### Exercise inputs
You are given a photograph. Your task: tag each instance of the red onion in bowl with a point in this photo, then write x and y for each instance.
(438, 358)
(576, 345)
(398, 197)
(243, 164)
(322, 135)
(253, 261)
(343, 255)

### What you will do
Reproduce all of the data above verbatim, preserving each line as it appears.

### Problem solution
You are given a photograph. Your task: tag each instance of the red onion in bowl with a point in this photo, then write x and y for each instance.
(438, 358)
(576, 345)
(398, 197)
(243, 164)
(322, 135)
(253, 261)
(343, 255)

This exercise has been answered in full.